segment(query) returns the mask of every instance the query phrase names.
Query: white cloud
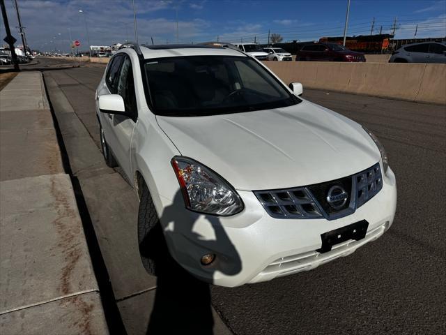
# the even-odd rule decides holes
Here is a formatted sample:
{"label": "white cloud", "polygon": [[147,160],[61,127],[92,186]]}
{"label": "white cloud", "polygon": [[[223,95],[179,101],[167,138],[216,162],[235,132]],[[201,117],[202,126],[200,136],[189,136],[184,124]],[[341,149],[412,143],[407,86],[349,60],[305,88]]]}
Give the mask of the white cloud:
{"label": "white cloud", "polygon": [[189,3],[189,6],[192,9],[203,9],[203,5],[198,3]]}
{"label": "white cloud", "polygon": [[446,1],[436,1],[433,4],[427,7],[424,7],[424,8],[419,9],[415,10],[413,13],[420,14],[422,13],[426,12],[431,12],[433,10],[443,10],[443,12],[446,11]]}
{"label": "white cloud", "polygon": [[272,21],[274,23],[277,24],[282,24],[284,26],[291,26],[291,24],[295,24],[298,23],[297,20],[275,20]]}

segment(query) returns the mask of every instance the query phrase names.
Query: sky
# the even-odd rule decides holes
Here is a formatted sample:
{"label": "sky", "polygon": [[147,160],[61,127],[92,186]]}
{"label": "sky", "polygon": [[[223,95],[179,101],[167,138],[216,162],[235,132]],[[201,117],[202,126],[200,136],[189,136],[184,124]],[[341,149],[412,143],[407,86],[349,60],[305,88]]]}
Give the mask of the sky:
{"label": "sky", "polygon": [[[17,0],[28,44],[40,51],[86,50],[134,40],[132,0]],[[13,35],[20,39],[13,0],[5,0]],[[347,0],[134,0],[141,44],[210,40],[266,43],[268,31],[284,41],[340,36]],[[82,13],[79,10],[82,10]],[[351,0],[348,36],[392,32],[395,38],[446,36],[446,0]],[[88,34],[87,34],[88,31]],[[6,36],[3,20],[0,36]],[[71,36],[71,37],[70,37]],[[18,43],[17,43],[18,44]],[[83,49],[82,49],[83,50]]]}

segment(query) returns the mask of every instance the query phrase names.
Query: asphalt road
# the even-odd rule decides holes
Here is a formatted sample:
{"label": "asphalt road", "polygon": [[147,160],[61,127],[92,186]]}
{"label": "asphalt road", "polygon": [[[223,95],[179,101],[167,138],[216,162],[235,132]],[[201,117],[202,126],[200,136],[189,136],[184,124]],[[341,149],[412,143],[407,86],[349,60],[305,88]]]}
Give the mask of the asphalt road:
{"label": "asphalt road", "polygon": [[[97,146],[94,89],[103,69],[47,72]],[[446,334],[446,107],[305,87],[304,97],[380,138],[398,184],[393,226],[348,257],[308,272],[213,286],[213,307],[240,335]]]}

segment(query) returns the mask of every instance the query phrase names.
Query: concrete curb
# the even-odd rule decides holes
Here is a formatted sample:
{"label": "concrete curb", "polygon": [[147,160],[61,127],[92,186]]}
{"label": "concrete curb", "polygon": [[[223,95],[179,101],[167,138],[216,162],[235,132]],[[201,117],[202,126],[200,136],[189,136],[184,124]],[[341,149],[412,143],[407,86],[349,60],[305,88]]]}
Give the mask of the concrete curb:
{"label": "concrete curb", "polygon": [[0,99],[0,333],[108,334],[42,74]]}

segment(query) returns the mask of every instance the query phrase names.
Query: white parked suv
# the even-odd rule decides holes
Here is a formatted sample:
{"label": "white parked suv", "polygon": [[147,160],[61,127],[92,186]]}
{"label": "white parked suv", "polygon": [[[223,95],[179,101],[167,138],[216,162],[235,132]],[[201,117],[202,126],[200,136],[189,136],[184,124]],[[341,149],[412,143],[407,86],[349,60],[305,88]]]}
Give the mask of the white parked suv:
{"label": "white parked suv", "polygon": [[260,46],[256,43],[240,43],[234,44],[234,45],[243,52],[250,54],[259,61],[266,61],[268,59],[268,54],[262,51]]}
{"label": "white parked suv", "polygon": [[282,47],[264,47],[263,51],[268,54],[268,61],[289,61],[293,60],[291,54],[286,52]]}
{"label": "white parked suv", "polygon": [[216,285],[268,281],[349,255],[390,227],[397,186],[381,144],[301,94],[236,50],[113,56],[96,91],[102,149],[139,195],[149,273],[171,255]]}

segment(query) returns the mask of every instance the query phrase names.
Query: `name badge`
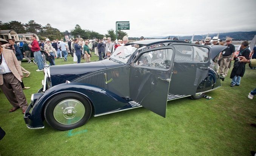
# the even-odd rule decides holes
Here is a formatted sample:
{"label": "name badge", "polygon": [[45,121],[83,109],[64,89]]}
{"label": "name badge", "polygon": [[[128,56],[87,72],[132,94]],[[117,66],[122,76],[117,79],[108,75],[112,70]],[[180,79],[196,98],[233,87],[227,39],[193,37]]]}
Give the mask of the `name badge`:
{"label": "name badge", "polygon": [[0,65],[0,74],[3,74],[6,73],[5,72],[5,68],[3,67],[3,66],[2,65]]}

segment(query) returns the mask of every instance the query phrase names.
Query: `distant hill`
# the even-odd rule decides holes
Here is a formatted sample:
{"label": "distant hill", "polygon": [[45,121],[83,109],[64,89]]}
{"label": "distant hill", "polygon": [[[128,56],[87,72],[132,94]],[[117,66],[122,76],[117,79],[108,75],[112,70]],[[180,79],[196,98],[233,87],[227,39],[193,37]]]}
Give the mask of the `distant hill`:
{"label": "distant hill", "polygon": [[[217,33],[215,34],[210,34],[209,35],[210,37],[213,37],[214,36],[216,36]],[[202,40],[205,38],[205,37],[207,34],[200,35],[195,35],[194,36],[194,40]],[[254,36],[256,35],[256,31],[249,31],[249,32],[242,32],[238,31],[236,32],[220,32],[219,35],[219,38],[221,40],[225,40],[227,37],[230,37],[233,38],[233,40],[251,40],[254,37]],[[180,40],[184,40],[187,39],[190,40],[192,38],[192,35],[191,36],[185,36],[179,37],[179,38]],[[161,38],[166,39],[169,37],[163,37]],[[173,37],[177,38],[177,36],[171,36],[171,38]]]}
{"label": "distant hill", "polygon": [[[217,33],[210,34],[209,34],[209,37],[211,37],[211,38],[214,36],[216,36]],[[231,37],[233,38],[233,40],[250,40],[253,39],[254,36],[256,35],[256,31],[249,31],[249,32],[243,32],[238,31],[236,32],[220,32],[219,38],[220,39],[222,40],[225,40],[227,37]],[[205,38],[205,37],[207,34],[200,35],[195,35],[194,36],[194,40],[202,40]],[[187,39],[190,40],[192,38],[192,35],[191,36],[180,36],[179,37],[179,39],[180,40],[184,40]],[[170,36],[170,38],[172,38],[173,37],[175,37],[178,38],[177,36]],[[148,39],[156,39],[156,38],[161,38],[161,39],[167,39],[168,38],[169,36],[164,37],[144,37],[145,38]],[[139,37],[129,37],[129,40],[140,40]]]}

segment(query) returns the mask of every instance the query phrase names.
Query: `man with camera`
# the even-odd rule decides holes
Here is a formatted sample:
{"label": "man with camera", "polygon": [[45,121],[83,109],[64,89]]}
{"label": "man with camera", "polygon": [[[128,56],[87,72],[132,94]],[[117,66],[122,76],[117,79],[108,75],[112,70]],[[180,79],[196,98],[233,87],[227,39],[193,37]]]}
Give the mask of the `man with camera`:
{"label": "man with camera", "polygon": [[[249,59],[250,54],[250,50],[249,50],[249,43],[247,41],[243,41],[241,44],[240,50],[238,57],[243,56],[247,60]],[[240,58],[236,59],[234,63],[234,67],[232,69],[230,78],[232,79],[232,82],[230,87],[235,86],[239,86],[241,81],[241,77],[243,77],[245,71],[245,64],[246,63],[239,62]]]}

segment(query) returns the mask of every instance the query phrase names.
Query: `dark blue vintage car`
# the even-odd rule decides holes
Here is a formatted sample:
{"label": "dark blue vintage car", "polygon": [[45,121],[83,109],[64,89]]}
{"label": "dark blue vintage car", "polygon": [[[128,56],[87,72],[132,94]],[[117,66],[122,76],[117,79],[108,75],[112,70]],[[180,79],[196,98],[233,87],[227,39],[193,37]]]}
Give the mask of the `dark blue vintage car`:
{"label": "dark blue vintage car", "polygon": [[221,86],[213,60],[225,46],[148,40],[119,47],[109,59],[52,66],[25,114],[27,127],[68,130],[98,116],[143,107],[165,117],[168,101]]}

::::::::::

Instructions to follow:
Extract every line of the records that contains the word "curb", and copy each of those lines.

Result of the task:
Query: concrete curb
{"label": "concrete curb", "polygon": [[147,160],[61,127],[92,186]]}
{"label": "concrete curb", "polygon": [[[223,95],[179,101],[167,138],[216,162],[235,132]],[[201,117],[202,126],[200,136],[189,136],[184,124]],[[341,149],[412,143],[407,86],[349,60],[305,88]]]}
Give the mask of the concrete curb:
{"label": "concrete curb", "polygon": [[0,99],[0,333],[108,334],[42,74]]}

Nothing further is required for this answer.